** Begin Excerpt to read **

2. Version control. R’s idiomatic development culture predates universal access to free source control, so code releases are typically identified by a version number in the name of an asset bundle. R is not alone in this, but version numbers alone are not hermetic. Nothing enforces version number changes in lockstep with modifications to source code. Version numbers can be updated, or not updated or arbitrarily changed for any reason, independent of source modification. Further, while dependencies between R libraries are provided in text form, no package management tools exist to warn users about version incompatibilities.
3. Poor location stability. R does have its own website for package distribution, located at https://cran.r-project.org, commonly called CRAN. CRAN maintains an archive of current and recent versions of R libraries. Unfortunately, it uses one URL format for the current version, another for recent historical versions, and returns a 404 for more ancient historical versions. A sudden burst of new releases can cause specific versions of packages to change from the “current” URL format to the “historical” one without notice.
The problem
We needed to standardize, simplify and hermetically seal the build process around R libraries.

** End Excerpt to read **
** Begin Data records **

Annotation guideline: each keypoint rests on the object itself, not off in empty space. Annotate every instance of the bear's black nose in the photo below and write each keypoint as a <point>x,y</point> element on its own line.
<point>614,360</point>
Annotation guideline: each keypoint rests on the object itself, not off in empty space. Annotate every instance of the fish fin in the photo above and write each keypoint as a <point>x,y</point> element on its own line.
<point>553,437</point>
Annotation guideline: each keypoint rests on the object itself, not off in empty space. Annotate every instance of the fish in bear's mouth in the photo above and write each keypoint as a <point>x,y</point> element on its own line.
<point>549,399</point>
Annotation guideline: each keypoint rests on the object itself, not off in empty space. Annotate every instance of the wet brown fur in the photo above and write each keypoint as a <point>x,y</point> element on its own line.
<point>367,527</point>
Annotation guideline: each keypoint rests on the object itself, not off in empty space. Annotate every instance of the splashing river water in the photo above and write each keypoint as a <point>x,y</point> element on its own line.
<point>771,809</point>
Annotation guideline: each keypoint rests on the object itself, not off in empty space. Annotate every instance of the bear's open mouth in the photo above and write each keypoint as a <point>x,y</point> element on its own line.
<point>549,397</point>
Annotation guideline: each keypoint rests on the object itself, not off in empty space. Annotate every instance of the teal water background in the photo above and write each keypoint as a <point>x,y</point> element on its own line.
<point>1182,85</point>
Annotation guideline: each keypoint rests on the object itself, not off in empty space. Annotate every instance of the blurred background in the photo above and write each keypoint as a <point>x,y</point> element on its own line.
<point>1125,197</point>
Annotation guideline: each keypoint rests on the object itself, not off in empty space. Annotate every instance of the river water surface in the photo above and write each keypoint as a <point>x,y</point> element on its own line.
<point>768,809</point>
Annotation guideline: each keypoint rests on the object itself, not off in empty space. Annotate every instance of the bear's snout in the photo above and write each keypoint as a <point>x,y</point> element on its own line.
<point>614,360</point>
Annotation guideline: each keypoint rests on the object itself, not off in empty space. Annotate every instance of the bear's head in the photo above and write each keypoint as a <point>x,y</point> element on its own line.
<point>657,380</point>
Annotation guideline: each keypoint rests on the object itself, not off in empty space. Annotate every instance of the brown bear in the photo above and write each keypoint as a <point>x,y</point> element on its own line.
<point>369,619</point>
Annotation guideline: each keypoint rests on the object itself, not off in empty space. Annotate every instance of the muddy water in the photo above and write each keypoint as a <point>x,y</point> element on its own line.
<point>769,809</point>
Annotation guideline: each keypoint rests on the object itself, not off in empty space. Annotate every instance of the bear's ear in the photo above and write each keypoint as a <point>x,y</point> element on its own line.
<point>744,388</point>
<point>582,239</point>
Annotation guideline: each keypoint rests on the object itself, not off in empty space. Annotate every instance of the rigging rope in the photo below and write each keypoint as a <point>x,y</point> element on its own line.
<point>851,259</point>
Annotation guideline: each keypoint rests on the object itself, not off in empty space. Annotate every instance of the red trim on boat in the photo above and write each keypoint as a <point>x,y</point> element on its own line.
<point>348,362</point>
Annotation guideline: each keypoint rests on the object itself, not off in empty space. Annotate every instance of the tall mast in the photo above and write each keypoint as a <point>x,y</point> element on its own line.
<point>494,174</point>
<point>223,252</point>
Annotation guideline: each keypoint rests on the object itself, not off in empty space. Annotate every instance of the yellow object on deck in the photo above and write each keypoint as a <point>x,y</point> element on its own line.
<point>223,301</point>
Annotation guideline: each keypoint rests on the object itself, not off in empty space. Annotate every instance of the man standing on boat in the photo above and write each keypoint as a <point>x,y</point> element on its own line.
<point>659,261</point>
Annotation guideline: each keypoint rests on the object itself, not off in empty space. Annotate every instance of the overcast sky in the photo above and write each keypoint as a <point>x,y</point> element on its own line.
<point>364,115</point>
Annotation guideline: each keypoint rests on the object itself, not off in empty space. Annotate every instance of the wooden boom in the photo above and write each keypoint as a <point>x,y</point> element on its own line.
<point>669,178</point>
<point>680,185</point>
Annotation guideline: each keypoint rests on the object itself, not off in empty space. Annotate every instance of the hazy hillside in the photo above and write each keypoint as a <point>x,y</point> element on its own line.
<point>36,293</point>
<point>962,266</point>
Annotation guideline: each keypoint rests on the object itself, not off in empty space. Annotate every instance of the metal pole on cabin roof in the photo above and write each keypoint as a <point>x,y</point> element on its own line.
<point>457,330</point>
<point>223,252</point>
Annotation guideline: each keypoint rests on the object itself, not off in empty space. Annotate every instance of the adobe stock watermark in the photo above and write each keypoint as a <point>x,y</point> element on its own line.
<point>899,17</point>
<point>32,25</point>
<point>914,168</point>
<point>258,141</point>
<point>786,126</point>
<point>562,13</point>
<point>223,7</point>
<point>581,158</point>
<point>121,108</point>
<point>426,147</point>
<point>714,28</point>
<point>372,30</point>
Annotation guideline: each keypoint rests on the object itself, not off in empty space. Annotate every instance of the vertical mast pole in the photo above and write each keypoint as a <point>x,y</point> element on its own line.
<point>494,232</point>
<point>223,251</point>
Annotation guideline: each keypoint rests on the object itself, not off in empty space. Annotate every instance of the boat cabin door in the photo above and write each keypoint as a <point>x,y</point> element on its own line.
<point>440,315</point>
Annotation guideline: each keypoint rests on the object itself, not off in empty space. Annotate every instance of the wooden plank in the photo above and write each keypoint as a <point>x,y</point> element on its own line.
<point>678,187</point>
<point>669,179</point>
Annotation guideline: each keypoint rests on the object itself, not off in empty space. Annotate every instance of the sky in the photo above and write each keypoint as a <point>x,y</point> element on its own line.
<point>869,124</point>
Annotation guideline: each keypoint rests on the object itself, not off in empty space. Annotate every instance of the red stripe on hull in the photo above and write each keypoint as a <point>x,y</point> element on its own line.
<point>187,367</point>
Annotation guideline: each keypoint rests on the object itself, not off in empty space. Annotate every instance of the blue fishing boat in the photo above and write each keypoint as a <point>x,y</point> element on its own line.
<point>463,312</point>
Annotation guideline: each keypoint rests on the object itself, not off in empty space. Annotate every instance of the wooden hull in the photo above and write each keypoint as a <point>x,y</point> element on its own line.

** End Data records **

§ **Stated goal**:
Extend the passage on R library builds, starting after its final sentence. The listing is not needed for this exercise.

§ **Result of the task**:
Our project enables model authors (presumed to be data scientists of varying degrees of cloud engineering knowledge) to develop models in their preferred coding language on their desktop as they have always done, and then upload these models to a cloud-hosted central registry for discovery. Our user interface then enables other users to run these models against their own data sets.
For model authors who choose to write R scripts, we offer hundreds of hosted R libraries to write to, constantly adding more by request, so finding a way to make our builds stable yet open to additions was a big need.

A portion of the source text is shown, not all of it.